[Excerpts from a point labeling dataset]
......

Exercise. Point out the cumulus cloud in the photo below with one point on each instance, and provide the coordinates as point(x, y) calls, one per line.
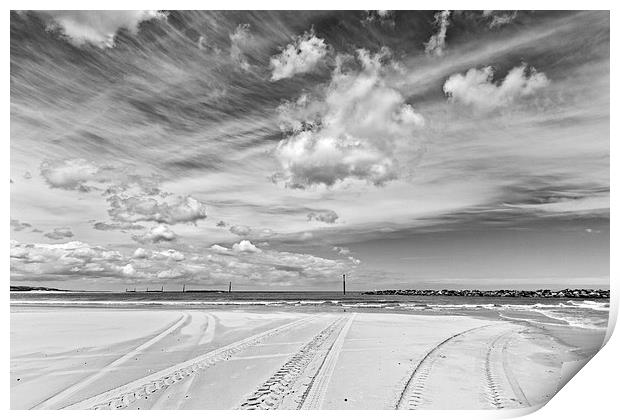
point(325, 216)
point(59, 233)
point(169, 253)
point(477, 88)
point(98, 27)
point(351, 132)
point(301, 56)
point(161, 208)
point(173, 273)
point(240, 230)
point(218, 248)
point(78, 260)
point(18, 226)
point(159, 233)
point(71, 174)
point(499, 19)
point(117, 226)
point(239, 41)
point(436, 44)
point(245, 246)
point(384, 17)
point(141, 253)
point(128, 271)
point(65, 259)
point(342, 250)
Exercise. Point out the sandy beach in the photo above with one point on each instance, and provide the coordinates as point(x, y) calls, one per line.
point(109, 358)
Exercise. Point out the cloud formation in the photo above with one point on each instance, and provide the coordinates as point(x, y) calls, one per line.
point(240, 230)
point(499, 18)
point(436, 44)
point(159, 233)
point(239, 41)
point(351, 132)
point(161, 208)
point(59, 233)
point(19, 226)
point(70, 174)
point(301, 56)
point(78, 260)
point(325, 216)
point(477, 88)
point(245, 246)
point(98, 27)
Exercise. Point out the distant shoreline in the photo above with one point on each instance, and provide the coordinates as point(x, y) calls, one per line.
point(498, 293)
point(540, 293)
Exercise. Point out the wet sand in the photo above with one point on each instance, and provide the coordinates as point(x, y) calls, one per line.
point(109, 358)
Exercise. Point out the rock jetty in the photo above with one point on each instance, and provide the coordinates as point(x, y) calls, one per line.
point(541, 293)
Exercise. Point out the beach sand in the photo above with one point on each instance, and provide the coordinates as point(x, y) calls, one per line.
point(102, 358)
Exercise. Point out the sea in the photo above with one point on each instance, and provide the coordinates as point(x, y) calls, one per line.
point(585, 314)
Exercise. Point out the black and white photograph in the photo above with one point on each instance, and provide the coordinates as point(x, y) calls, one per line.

......

Rewrite all of the entries above as a JSON list of strings, with one string for each line and no blank lines. Leave the pictures out.

* _Exercise response_
[
  "Exercise. Point out the cumulus cloud in the photo below with one point on each instance, and provide the coordinates as point(x, y) calls, one per line.",
  "point(325, 216)",
  "point(59, 233)",
  "point(169, 253)",
  "point(477, 88)",
  "point(98, 27)",
  "point(351, 132)",
  "point(301, 56)",
  "point(161, 208)",
  "point(173, 273)",
  "point(240, 230)",
  "point(218, 248)",
  "point(78, 260)",
  "point(18, 226)",
  "point(159, 233)",
  "point(71, 174)",
  "point(499, 19)",
  "point(117, 226)",
  "point(239, 41)",
  "point(436, 44)",
  "point(245, 246)",
  "point(384, 17)",
  "point(141, 253)",
  "point(128, 271)",
  "point(65, 259)",
  "point(342, 250)",
  "Exercise. Point out the sandy beach in the photo above with one point on each instance, and provide the coordinates as point(x, y) calls, one per line.",
  "point(109, 358)",
  "Exercise. Point out the cloud formation in the photo above with one point on each instance, and provide the coordinates as point(x, y) calls, one per line.",
  "point(240, 230)",
  "point(499, 18)",
  "point(436, 44)",
  "point(159, 233)",
  "point(239, 41)",
  "point(351, 132)",
  "point(161, 208)",
  "point(59, 233)",
  "point(19, 226)",
  "point(70, 174)",
  "point(301, 56)",
  "point(78, 260)",
  "point(325, 216)",
  "point(477, 88)",
  "point(245, 246)",
  "point(98, 27)",
  "Exercise. Point out the distant shoreline in the photo above with one point on each instance, and provide the coordinates as point(x, y) calls, one per line.",
  "point(498, 293)",
  "point(540, 293)",
  "Exercise. Point out the wet sand in the photo above with one point on each instance, and provide the coordinates as point(x, y) calls, one per line.",
  "point(109, 358)",
  "Exercise. Point out the rock jetty in the photo above with one point on each instance, and provide the coordinates as point(x, y) calls, one per line.",
  "point(541, 293)",
  "Exercise. Point out the beach sand in the photo above with one point on each instance, and provide the coordinates as point(x, y) calls, one per line.",
  "point(102, 358)",
  "Exercise. Point out the sea in the photo above with one point on each instance, and provide the coordinates as point(x, y) calls, one per line.",
  "point(585, 314)",
  "Exercise. Point out the black and white photograph in the photo above with one point on each instance, and provide the coordinates as point(x, y) calls, one per line."
]